**Description of the task:**
Please pick out each line of the entries below that contains the word "shrub", and copy those lines in full.

**Provided material:**
-- Begin --

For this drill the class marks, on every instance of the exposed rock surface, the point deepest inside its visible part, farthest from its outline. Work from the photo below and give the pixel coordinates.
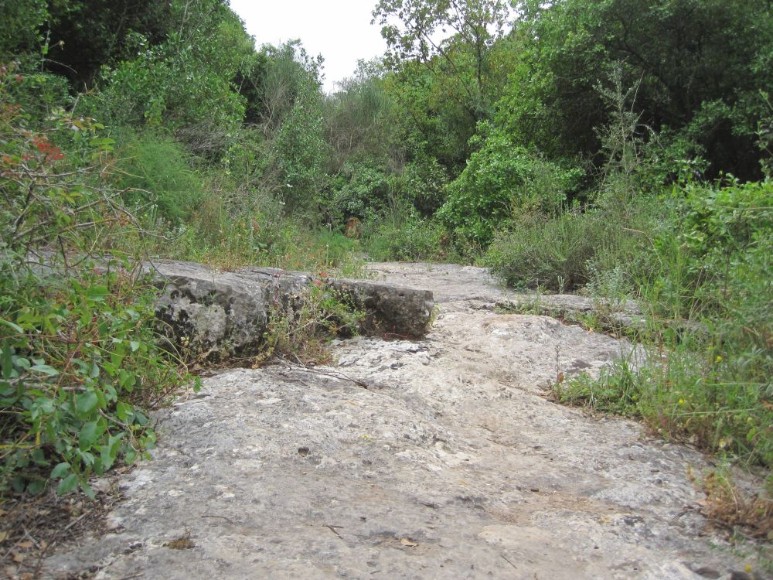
(436, 458)
(219, 315)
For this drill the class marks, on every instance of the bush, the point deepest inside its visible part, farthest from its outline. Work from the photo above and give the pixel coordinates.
(158, 176)
(410, 239)
(500, 181)
(553, 254)
(709, 294)
(78, 359)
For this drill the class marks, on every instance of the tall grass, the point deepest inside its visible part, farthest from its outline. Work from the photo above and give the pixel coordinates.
(709, 295)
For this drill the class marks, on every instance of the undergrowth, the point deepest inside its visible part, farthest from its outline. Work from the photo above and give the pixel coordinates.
(301, 325)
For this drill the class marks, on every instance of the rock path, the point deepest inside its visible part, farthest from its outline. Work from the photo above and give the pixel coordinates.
(438, 458)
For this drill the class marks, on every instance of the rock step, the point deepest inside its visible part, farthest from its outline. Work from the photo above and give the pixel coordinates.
(219, 315)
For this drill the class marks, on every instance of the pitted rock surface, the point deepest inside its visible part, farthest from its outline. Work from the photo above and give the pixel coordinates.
(434, 458)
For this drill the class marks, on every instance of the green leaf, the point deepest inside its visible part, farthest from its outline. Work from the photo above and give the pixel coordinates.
(124, 412)
(88, 435)
(45, 369)
(86, 402)
(97, 293)
(36, 487)
(67, 484)
(88, 490)
(60, 470)
(13, 326)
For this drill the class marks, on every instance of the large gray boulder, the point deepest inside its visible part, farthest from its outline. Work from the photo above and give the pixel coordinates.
(211, 315)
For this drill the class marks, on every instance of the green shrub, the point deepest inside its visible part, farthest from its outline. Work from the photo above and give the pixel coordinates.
(502, 180)
(158, 176)
(78, 358)
(549, 253)
(410, 239)
(709, 295)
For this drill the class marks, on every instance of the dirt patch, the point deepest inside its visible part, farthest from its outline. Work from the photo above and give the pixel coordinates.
(411, 459)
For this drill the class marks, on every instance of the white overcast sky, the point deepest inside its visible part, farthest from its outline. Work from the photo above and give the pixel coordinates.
(339, 30)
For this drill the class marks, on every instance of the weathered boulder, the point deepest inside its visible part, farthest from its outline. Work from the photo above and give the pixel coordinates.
(218, 315)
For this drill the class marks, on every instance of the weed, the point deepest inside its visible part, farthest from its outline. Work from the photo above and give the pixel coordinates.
(301, 325)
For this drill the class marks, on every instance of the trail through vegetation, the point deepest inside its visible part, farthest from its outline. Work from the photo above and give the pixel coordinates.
(621, 149)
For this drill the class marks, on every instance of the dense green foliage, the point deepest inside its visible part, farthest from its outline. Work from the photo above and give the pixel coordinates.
(620, 148)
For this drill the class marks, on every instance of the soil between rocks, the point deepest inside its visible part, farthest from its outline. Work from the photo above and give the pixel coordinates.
(437, 458)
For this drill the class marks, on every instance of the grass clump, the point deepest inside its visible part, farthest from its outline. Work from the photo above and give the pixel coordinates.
(707, 375)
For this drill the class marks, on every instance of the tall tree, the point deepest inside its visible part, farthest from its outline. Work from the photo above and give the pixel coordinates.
(700, 66)
(458, 34)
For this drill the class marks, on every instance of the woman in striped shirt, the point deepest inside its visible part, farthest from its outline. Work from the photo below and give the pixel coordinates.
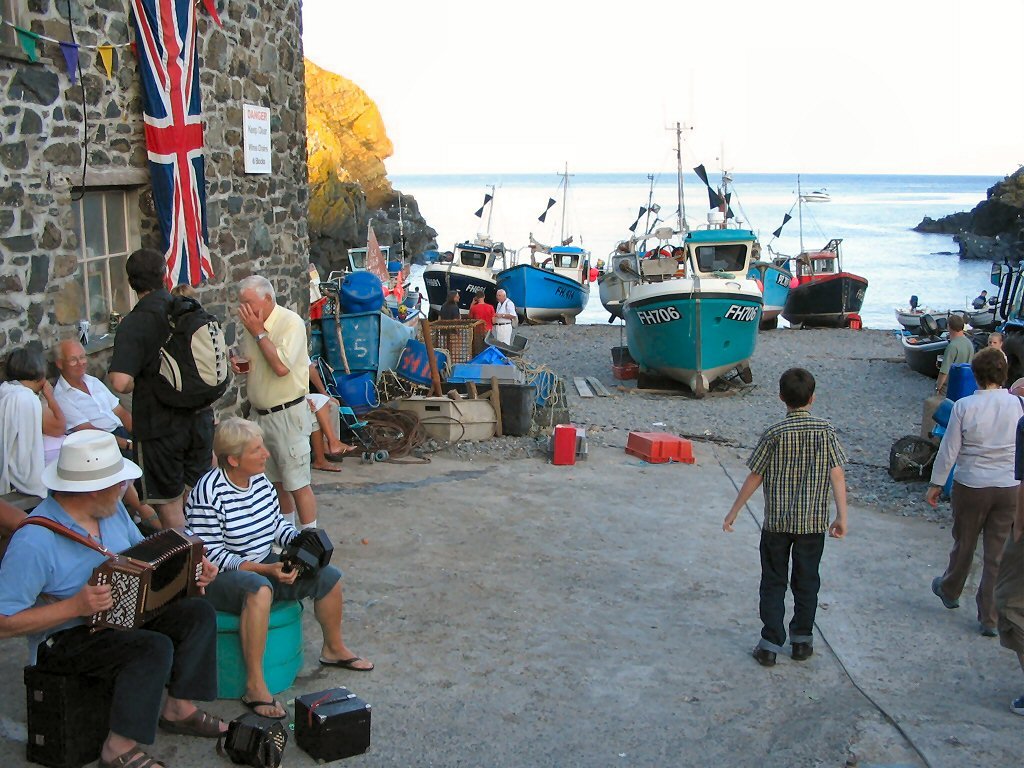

-- End --

**Solution:**
For this drill the class marks, on every instance of the green shrub, the point deepest inside its visible part, farthest from its outline. Work from the photo above and give the pixel coordinates.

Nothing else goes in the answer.